- _What needs to be done_: Reproduce the whole listing below line for line, without changing a single character.

- _The input_:
################
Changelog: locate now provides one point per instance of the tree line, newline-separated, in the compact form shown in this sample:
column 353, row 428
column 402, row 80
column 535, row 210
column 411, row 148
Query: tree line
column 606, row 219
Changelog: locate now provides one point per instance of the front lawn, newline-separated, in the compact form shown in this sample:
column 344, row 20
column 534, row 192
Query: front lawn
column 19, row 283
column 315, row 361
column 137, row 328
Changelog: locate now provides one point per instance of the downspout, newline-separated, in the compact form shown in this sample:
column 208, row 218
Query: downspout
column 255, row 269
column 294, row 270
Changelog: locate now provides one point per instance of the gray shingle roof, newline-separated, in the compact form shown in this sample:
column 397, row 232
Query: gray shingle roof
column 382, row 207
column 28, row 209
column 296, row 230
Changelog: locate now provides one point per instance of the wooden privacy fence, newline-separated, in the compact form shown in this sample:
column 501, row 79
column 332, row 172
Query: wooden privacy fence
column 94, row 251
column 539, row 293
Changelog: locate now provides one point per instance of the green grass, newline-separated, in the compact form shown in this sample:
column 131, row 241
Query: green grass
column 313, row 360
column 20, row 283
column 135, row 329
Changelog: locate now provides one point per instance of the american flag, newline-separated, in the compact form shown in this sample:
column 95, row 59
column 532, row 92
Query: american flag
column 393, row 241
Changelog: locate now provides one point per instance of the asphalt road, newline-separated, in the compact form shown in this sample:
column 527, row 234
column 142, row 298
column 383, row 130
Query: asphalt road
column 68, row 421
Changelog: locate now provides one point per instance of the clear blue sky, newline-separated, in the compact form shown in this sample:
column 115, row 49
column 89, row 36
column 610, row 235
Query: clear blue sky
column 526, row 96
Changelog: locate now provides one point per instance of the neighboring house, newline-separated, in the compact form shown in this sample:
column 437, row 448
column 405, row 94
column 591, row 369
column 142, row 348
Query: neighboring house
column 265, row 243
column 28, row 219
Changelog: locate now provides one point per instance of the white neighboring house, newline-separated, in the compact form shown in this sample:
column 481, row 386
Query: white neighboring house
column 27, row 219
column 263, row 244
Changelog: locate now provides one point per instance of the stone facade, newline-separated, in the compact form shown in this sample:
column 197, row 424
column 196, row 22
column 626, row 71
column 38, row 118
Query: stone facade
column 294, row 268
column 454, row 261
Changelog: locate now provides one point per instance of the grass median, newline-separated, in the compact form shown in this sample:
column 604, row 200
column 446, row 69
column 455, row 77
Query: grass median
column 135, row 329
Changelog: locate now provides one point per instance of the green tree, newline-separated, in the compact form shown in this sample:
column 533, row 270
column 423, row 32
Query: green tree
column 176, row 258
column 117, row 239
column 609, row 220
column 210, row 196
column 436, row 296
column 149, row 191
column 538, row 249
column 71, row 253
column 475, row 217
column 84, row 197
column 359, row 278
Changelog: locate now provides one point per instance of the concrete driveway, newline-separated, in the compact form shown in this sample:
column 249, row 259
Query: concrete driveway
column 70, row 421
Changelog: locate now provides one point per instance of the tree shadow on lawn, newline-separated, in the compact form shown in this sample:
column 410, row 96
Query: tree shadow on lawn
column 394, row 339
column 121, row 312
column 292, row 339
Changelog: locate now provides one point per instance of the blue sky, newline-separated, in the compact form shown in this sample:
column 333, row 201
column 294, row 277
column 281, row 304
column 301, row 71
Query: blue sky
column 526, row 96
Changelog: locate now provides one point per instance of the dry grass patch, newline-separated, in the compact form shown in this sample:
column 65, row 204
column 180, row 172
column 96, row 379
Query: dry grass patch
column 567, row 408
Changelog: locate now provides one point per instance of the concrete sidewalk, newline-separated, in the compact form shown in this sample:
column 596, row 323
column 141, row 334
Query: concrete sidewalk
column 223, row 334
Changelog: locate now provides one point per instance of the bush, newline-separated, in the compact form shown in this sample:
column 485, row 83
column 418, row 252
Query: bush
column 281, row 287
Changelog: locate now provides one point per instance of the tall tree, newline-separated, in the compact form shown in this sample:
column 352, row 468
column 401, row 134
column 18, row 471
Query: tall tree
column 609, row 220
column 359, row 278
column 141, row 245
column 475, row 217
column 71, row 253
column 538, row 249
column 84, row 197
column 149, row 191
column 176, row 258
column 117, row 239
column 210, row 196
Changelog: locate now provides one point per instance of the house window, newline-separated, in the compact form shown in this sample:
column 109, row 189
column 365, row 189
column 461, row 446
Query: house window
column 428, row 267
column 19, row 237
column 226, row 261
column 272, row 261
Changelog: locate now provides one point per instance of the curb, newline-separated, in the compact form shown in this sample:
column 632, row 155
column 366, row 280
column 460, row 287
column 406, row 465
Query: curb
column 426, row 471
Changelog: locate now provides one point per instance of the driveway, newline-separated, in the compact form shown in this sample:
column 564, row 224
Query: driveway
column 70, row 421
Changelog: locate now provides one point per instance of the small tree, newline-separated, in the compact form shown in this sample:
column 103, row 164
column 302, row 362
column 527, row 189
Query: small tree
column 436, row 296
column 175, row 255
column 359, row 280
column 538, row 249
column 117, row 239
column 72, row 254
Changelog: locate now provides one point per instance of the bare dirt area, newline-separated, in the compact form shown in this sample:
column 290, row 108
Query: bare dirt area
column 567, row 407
################
- _Written reply_:
Changelog: locate now provides one point per instance of the tree line, newline-separated, in the compact form shown in this sample:
column 353, row 428
column 402, row 80
column 535, row 210
column 411, row 148
Query: tree line
column 606, row 219
Changelog: locate now provides one point per instance of the front lawn, newline-separated, in the compact form shown in this sample:
column 344, row 20
column 534, row 192
Query: front lawn
column 19, row 283
column 315, row 361
column 137, row 328
Changelog: locate now provides one point per instance of the downspout, newline-separated, in the compact form shown in this sample:
column 208, row 218
Query: downspout
column 255, row 269
column 294, row 270
Changelog: locate now provides one point per instance of the gray shingle roof, newline-separated, in the compact form shown in this sample:
column 397, row 232
Query: gray shingle roof
column 382, row 207
column 28, row 209
column 296, row 230
Changelog: locate now provides one point per instance of the wooden privacy fence, newline-separated, in the compact form shown in this sample:
column 501, row 79
column 332, row 172
Query: wooden privacy fence
column 94, row 251
column 539, row 293
Changelog: locate now provides one point per instance of the green grass, newline-separated, in the compact form shown in this sample:
column 131, row 241
Query: green grass
column 313, row 360
column 20, row 283
column 135, row 329
Changelog: locate now provides one point per instance of the american flag, newline-separated, in the compact form shown in this sample:
column 95, row 59
column 532, row 92
Query: american flag
column 393, row 241
Changelog: locate now provides one point per instance of the asphalt road, newline-separated, in the compact form shown in this sample:
column 527, row 234
column 142, row 298
column 383, row 130
Query: asphalt road
column 68, row 421
Changelog: locate now provides one point per instance of the clear blue sky, newline-separated, in the compact form shown in this sample:
column 115, row 49
column 89, row 36
column 610, row 235
Query: clear blue sky
column 526, row 96
Changelog: locate now provides one point per instance of the neighboring house, newline-separated, in the compact form shown in this sample:
column 437, row 448
column 405, row 94
column 591, row 369
column 142, row 348
Query: neighboring house
column 265, row 243
column 28, row 219
Changelog: locate now provides one point per instance of the white neighboring house, newline-separated, in the compact form shown in this sample:
column 481, row 386
Query: white neighboring house
column 27, row 219
column 263, row 244
Changelog: locate now provides one point per instance of the stone facade, newline-separated, in the compact form shown in this sample:
column 197, row 424
column 196, row 22
column 626, row 71
column 38, row 118
Query: stone facade
column 294, row 268
column 454, row 261
Changelog: locate now provides one point per instance of the grass median, newline-separated, in the compact form shown in this sample:
column 604, row 200
column 446, row 69
column 455, row 77
Query: grass median
column 135, row 329
Changelog: locate now provides one point per instance of the green tree, newline-separated, in the compact form shown in this sample:
column 533, row 270
column 423, row 32
Query: green tree
column 176, row 258
column 117, row 239
column 609, row 220
column 210, row 196
column 436, row 296
column 149, row 191
column 538, row 249
column 71, row 253
column 475, row 217
column 84, row 197
column 359, row 278
Changelog: locate now provides one point per instance of the concrete driveway, newline-separated, in the compact form shown in this sample:
column 249, row 259
Query: concrete driveway
column 70, row 421
Changelog: locate now provides one point per instance of the tree shadow on lawn, newline-separated, in the compact form shown in this sample:
column 410, row 96
Query: tree shadow on lawn
column 394, row 339
column 121, row 312
column 292, row 339
Changelog: locate now provides one point per instance of the blue sky, newline-separated, in the compact form shown in this sample:
column 333, row 201
column 294, row 277
column 281, row 304
column 301, row 71
Query: blue sky
column 526, row 96
Changelog: locate now provides one point per instance of the dry grass patch, newline-separated, in the compact form shown in this sample:
column 65, row 204
column 180, row 172
column 96, row 379
Query: dry grass patch
column 567, row 408
Changelog: locate now provides one point per instance of the concrete sidewalk, newline-separated, in the compact form shown in this sample:
column 596, row 323
column 141, row 334
Query: concrete sidewalk
column 223, row 334
Changelog: locate now provides one point per instance of the bush, newline-separated, in the compact form shown in this sample:
column 485, row 83
column 418, row 252
Query: bush
column 281, row 287
Changelog: locate now provides one point per instance of the tall tree, newline-separated, in the compact form shown in this sample:
column 352, row 468
column 401, row 134
column 18, row 471
Query: tall tree
column 609, row 220
column 359, row 278
column 141, row 245
column 475, row 217
column 71, row 253
column 538, row 249
column 84, row 197
column 149, row 191
column 176, row 258
column 117, row 239
column 210, row 196
Changelog: locate now provides one point per instance of the house window, newline-separated, in the compact form shown in this sample:
column 109, row 189
column 365, row 189
column 461, row 446
Query: house window
column 428, row 267
column 19, row 237
column 226, row 261
column 272, row 261
Changelog: locate now provides one point per instance of the curb, newline-separated, in the compact form shown in this sample:
column 632, row 155
column 366, row 280
column 460, row 287
column 406, row 465
Query: curb
column 426, row 471
Changelog: locate now provides one point per instance of the driveway, newline-separated, in the compact form shown in this sample:
column 564, row 224
Query: driveway
column 70, row 421
Changelog: locate now provides one point per instance of the small tree, newline-separated, in the compact form shown in this sample:
column 103, row 164
column 302, row 362
column 527, row 189
Query: small tree
column 436, row 296
column 175, row 255
column 359, row 280
column 538, row 249
column 117, row 239
column 72, row 254
Changelog: locate now provides one point per instance of the bare dirt area, newline-separated, in the compact form shown in this sample:
column 290, row 108
Query: bare dirt area
column 567, row 407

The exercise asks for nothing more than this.